▸ What you are asked to do:
Format every entry below as a two-column CSV with the header input,output. Give one row per entry, with its text as input and its answer as output, each in a single quoted field with line breaks replaced by spaces.

▸ The input:

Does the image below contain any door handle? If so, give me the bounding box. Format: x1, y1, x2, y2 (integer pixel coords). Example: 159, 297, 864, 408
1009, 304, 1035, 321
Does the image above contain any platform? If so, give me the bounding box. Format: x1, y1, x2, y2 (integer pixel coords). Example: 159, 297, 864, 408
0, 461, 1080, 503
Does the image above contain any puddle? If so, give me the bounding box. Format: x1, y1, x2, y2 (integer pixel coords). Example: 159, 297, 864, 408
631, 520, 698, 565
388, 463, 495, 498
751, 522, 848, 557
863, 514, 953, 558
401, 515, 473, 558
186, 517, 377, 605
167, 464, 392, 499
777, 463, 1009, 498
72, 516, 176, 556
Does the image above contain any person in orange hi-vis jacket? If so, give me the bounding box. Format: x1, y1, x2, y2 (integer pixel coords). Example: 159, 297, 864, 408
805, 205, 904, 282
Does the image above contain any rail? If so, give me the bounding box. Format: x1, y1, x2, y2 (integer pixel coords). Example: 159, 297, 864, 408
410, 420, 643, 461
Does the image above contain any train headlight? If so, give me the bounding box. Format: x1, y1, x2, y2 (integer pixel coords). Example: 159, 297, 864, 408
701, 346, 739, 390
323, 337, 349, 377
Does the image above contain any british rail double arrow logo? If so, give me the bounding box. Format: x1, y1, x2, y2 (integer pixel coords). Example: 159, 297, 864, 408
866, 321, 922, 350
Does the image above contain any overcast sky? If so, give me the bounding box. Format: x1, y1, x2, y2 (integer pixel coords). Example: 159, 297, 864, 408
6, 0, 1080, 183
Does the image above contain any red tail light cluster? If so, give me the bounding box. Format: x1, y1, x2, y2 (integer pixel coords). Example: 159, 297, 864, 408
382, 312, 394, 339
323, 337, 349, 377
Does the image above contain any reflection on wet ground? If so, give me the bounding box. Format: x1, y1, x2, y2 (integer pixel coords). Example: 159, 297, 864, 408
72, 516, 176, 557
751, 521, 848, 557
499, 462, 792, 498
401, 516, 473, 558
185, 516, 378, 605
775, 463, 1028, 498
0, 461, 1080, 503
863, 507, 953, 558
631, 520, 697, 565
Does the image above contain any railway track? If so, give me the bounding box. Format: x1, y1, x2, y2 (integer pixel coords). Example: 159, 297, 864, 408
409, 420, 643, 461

▸ Finished answer:
input,output
"Does the image below contain any door handle? If so, give me the bounding box. Format: x1, y1, x2, y2 (integer pixel coords). Example: 159, 297, 864, 408","1009, 304, 1035, 321"
"Does the image above contain any platform? If so, give me the bounding box. Format: x1, y1, x2, y2 (integer pixel coords). Example: 159, 297, 864, 408","0, 461, 1080, 503"
"Does the image above contain any puddle? If so, give me the bounding box. Format: x1, y1, x2, y2 (integer pixel coords). Example: 159, 297, 864, 408","631, 520, 698, 565 388, 463, 495, 498 751, 522, 848, 557 863, 514, 953, 558 401, 515, 473, 558 186, 517, 377, 605 167, 464, 392, 499 777, 463, 1009, 498 72, 516, 176, 556"
"Does the image above contain any person in orange hi-vis jacket? If so, give me the bounding box. Format: x1, y1, x2, y2 (integer pixel coords). Example: 159, 297, 864, 408","805, 205, 904, 282"
"Does the image above contain any rail? If so, give me the bounding box. Format: x1, y1, x2, y2 (integer pixel coords). Example: 159, 297, 864, 408","410, 420, 643, 461"
"Does the image above contain any train headlight? If so, give me the bounding box. Format: x1, y1, x2, y2 (integer pixel coords). Example: 159, 297, 864, 408","701, 346, 739, 390 323, 337, 349, 377"
"Does the image above contain any british rail double arrow logo? If so, give me the bounding box. Format: x1, y1, x2, y2 (integer pixel coords). Example: 159, 297, 864, 408","866, 321, 922, 350"
"Does the image above contain any overcast sky? If so, give me the bounding box. Format: x1, y1, x2, y2 (integer pixel coords). Example: 159, 297, 864, 408","6, 0, 1080, 183"
"Does the image above contain any red tail light cluster? If so, give me the bounding box. Format: x1, y1, x2, y2 (integer pixel coords). Example: 159, 297, 864, 408","382, 312, 394, 339 323, 337, 349, 377"
"Does the image above contain any reflection on wet ground? If so, give me the bounding box. Format: x1, y1, x2, y2 (integer pixel coords). Example: 159, 297, 864, 408","72, 516, 176, 557 751, 521, 848, 557 499, 462, 792, 498 401, 516, 473, 558 185, 516, 378, 605 775, 463, 1028, 498 0, 461, 1080, 503 863, 507, 953, 558 631, 520, 697, 565"
"Does the image above contain any railway track? If so, give me the bounding box. Format: x1, y1, x2, y2 (integer pixel coords). Example: 159, 297, 864, 408","409, 420, 643, 461"